### REQUIRED ACTIONS
- 1) Answer these questions using the watch forum thread.
(a) Where did Redmonds buy the watch, and with what money?
(b) On what occasion did Mr Cracker get a first Lorus?
(c) Which watch does normdiaz suggest looking at instead of a Seiko 5?
- 2) Write the next part of the watch forum thread, picking up after its final post.

--- start SUPPLIED TEXT ---

Not sure how to post pictures?


----------



## SEIKO7A38 (Feb 12, 2009)

Redmonds said:


> Not sure how to post pictures?


You were close:
























See: http://www.thewatchforum.co.uk/index.php?showtopic=13637


----------



## PC-Magician (Apr 29, 2013)

That's a very nice Watch, well done.

Now what you need to do is get yourself a nice Seiko 5 automatic.


----------



## apm101 (Jun 4, 2011)

Very nice, good choice for a first watch. Agreed that a Seiko 5 is a good next choice.

Just remember, the ideal number of watches to own is always one more than you currently have!


----------



## Davey P (Sep 9, 2010)

Redmonds said:


> *I purchased this yesterday from a local jeweler with my first pay* (I'm only 16).


Welcome to the forum mate - with talk like that you will fit in nicely around here :lol:

Nice watch by the way, nothing wrong with Lorus at all :thumbup:


----------



## PC-Magician (Apr 29, 2013)

Update on my previous reply, I just could not help myself.

I pulled the trigger on one myself.


----------



## Redmonds (May 30, 2013)

Cheers mate



DeeDubya said:


> Redmonds said:
> 
> 
> > Not sure how to post pictures?
> ...


----------



## Redmonds (May 30, 2013)

Haha cheers 



Davey P said:


> Redmonds said:
> 
> 
> > *I purchased this yesterday from a local jeweler with my first pay* (I'm only 16).
> ...


----------



## Mr Cracker (Nov 25, 2010)

My first watch was a Lorus, I got it for my 13th birthday.....many years ago now, I only had it a week when I went swimming and left it in the changing room......gutted 

Lovely looking watch by the way.

Dan.


----------



## Redmonds (May 30, 2013)

Mr Cracker said:


> My first watch was a Lorus, I got it for my 13th birthday.....many years ago now, I only had it a week when I went swimming and left it in the changing room......gutted
> 
> Lovely looking watch by the way.
> 
> Dan.


 I bet you were gutted, same thing happened to my old breo sports watch, left that in a pool...under the water


----------



## PC-Magician (Apr 29, 2013)

Mine arrived today, it does look good for the money. I bought mine from a well known auction site as ex display and I can't find a mark on it. I must stop looking at what other folks have purchased it's costing me a fortune all told. Redmonds I hope you buy a Seiko 5, you will not be disappointed. Regards Jonathan


----------



## normdiaz (May 5, 2004)

Welcome to the forum. A sharp-looking first watch indeed. Can't go too wrong with Lorus or other Seiko product. While everyone is recommending a Seiko 5 for the next watch, I'm suggesting a look at Citizen Eco-Drive.

--- end SUPPLIED TEXT ---
--- start SUPPLIED MATERIAL ---

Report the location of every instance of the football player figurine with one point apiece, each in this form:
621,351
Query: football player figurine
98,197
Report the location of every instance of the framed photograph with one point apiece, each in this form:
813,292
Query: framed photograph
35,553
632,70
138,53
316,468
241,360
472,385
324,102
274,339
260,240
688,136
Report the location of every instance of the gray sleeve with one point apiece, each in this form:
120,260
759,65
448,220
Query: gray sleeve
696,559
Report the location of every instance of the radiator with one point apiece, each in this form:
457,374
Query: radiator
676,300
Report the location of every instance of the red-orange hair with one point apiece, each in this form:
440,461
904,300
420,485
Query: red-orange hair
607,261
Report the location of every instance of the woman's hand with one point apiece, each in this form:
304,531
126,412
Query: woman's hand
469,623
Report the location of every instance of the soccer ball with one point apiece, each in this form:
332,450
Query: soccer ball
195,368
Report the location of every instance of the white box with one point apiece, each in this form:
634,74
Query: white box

--- end SUPPLIED MATERIAL ---
--- start SUPPLIED MATERIAL ---

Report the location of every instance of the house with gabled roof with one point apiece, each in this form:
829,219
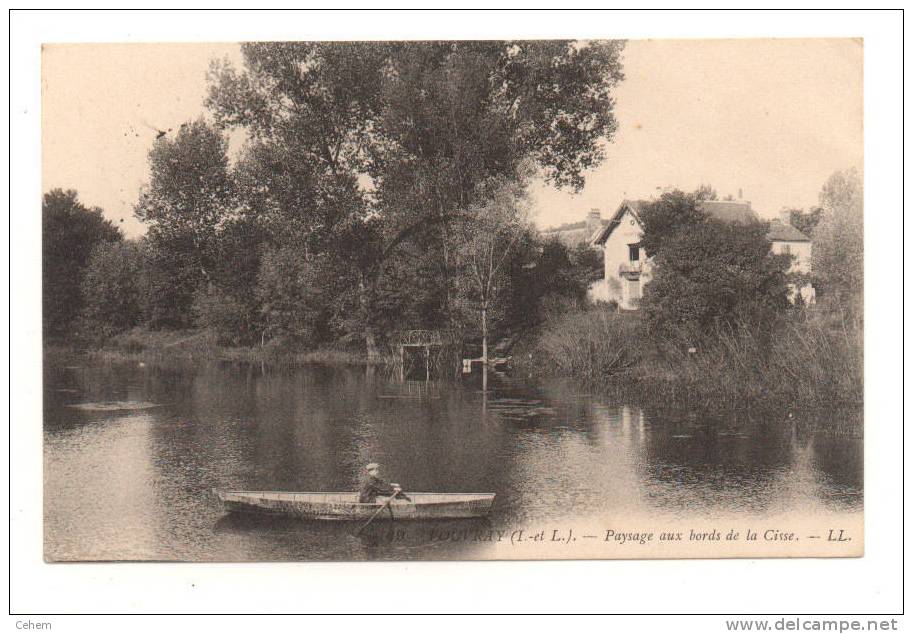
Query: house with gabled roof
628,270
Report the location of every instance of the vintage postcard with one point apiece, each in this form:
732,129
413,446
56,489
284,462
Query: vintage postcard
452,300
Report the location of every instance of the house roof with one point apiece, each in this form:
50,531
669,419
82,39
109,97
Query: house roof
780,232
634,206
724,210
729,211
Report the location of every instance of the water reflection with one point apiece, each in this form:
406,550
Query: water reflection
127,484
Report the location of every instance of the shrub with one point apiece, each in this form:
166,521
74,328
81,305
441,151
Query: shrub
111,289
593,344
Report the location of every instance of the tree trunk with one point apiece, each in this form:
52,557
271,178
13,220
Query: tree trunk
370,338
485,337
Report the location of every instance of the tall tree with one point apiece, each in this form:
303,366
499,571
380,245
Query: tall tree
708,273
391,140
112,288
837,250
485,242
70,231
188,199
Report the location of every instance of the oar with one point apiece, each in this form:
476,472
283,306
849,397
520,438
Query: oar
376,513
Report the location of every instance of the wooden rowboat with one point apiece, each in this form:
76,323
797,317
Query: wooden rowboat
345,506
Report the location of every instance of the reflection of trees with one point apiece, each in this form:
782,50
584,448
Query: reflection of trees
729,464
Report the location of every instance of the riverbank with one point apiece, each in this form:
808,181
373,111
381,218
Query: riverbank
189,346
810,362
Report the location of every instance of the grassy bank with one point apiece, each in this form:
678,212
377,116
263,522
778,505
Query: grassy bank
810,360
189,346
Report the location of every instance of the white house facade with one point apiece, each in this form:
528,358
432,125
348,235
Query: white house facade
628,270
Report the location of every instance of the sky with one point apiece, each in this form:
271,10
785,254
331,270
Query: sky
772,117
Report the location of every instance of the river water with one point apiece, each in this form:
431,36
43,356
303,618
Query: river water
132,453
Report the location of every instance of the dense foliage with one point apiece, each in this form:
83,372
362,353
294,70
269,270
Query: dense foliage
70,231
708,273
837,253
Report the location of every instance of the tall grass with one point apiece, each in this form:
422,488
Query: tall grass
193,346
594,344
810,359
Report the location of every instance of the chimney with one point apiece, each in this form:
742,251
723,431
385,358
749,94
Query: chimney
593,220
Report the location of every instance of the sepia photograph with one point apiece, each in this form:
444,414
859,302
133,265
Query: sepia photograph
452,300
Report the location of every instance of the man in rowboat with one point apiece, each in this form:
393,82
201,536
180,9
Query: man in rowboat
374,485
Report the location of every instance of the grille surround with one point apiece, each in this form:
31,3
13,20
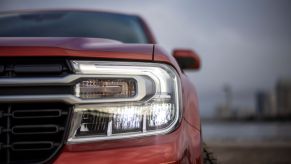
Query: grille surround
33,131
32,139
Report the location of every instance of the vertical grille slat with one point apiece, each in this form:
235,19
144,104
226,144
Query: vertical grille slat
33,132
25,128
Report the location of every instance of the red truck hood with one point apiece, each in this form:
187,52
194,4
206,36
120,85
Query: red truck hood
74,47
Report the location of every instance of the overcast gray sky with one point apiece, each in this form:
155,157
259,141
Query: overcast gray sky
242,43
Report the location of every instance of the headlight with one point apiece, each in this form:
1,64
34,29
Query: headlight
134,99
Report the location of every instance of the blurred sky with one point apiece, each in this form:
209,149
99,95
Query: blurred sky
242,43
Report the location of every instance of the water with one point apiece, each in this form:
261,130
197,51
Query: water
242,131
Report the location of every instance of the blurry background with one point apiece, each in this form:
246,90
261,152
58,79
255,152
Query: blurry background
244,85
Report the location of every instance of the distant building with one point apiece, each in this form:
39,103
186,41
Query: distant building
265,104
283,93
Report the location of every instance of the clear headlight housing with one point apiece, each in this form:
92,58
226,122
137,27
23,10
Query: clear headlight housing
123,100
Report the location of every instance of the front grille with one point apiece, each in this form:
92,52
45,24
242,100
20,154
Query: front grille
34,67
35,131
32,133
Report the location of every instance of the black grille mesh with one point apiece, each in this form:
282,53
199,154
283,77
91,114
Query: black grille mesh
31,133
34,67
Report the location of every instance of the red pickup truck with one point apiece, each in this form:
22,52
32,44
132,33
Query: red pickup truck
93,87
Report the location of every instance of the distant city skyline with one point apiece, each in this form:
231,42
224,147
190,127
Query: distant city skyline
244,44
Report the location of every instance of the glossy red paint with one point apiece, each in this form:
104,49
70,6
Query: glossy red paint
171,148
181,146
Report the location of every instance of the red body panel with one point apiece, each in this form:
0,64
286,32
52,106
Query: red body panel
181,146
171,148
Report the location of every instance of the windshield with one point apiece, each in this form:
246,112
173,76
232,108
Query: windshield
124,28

--- end SUPPLIED MATERIAL ---

### TASK-BY-TASK ANSWERS
- 1)
(a) From a local jeweler, with a first pay.
(b) A 13th birthday.
(c) A Citizen Eco-Drive.

- 2)
----------



## PC-Magician (Apr 29, 2013)

Nothing wrong with Citizen Eco Drive, I for one was meaning a Seiko 5 mechanical auto (No Electronics) Some may say Servicing required, and I agree. But I have some mechanicals from 1960 onwards, and they have had two or three services in their life as far as I know. I must admit I have had a Citizen auto serviced four months ago, it was produced in around 1975. Go with a little common sense and research, and you will not go far wrong.

And to some degree it depends on how much the Watch in question will be used.


----------



## normdiaz (May 5, 2004)

PC-Magician said:


> (No Electronics)
> 
> And to some degree it depends on how much the Watch in question will be used.


 Exactly. The Eco-Drive, unless kept in the dark will always be running and ready when needed. The "5" maybe not.


----------



## PC-Magician (Apr 29, 2013)

you cannot say always, it uses electronics which can and do fail in time.

The simpler the better IMO, mechanicals of course go wrong in time. But if it is not running all the time surely it must last longer.


----------



## normdiaz (May 5, 2004)

PC-Magician said:


> you cannot say always, it uses electronics which can and do fail in time.
> 
> The simpler the better IMO, mechanicals of course go wrong in time. But if it is not running all the time surely it must last longer.


 My "bad". Of course "always" can never apply to anything created by man or to man himself. :wallbash:


----------



## PC-Magician (Apr 29, 2013)

The simpler the better, less to go wrong. Electronic components fail, for example a cap can leak go short circuit or indeed open circuit. A resistor can go open circuit or go high in value. Mechanical components can indeed fail, but a mechanical Watch for example can run a hell of a long time if taken reasonable care of. If you mix the two you are likely to have more problems. :yes:


----------



## Roger the Dodger (Oct 5, 2009)

A very smart looking first watch...I like that. Well done. My only Lorus auto is what some folk might call a bit 'Mickey Mouse'.... :lol:


----------



## PC-Magician (Apr 29, 2013)

That will always bring a smile.


----------



## normdiaz (May 5, 2004)

PC-Magician said:


> The simpler the better, less to go wrong. Electronic components fail, for example a cap can leak go short circuit or indeed open circuit. A resistor can go open circuit or go high in value. Mechanical components can indeed fail, but a mechanical Watch for example can run a hell of a long time if taken reasonable care of. If you mix the two you are likely to have more problems. :yes:


 Anything can and will eventually "fail". The merits of mechanical vs electronic is, IMHO, the subject matter for a whole different discussion.


----------



## PC-Magician (Apr 29, 2013)

My thoughts exactly.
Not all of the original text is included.